With pictures omitted, restate the data word for word.

^^^^

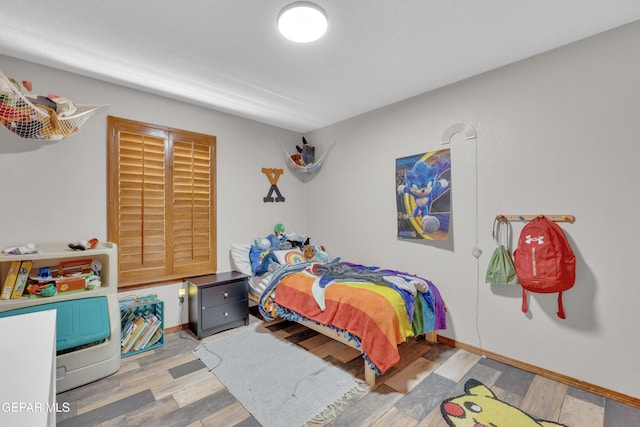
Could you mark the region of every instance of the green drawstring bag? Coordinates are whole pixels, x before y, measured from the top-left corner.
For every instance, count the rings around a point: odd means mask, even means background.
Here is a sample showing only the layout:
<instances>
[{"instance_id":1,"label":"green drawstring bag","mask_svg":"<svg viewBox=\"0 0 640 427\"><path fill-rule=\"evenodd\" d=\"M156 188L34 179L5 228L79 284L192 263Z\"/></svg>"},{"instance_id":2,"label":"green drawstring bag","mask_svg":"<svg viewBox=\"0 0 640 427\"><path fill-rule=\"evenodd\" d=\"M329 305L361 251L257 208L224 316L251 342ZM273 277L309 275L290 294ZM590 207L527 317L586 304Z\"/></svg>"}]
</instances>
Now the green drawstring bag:
<instances>
[{"instance_id":1,"label":"green drawstring bag","mask_svg":"<svg viewBox=\"0 0 640 427\"><path fill-rule=\"evenodd\" d=\"M487 268L487 283L493 285L517 285L518 275L513 266L511 256L504 245L500 245L493 251Z\"/></svg>"},{"instance_id":2,"label":"green drawstring bag","mask_svg":"<svg viewBox=\"0 0 640 427\"><path fill-rule=\"evenodd\" d=\"M506 218L502 216L496 217L493 223L493 238L498 247L493 251L489 260L485 282L493 285L517 285L518 275L507 249L510 239L509 223Z\"/></svg>"}]
</instances>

^^^^

RESULT ->
Could you mark the region of every instance of the green drawstring bag? Coordinates are whole pixels, x before y, measured from the top-left corner.
For every instance, count the rings around a point: odd means mask, even means background.
Here is a sample showing only the layout:
<instances>
[{"instance_id":1,"label":"green drawstring bag","mask_svg":"<svg viewBox=\"0 0 640 427\"><path fill-rule=\"evenodd\" d=\"M156 188L34 179L5 228L79 284L192 263Z\"/></svg>"},{"instance_id":2,"label":"green drawstring bag","mask_svg":"<svg viewBox=\"0 0 640 427\"><path fill-rule=\"evenodd\" d=\"M329 305L361 251L257 208L224 316L251 342ZM273 277L309 275L290 294ZM590 207L527 317L586 304Z\"/></svg>"}]
</instances>
Now the green drawstring bag:
<instances>
[{"instance_id":1,"label":"green drawstring bag","mask_svg":"<svg viewBox=\"0 0 640 427\"><path fill-rule=\"evenodd\" d=\"M487 268L487 283L493 285L517 285L518 275L513 266L511 256L504 245L500 245L493 251Z\"/></svg>"},{"instance_id":2,"label":"green drawstring bag","mask_svg":"<svg viewBox=\"0 0 640 427\"><path fill-rule=\"evenodd\" d=\"M506 218L502 216L496 217L493 223L493 238L498 247L493 251L489 260L485 282L493 285L517 285L518 275L507 249L510 239L509 223Z\"/></svg>"}]
</instances>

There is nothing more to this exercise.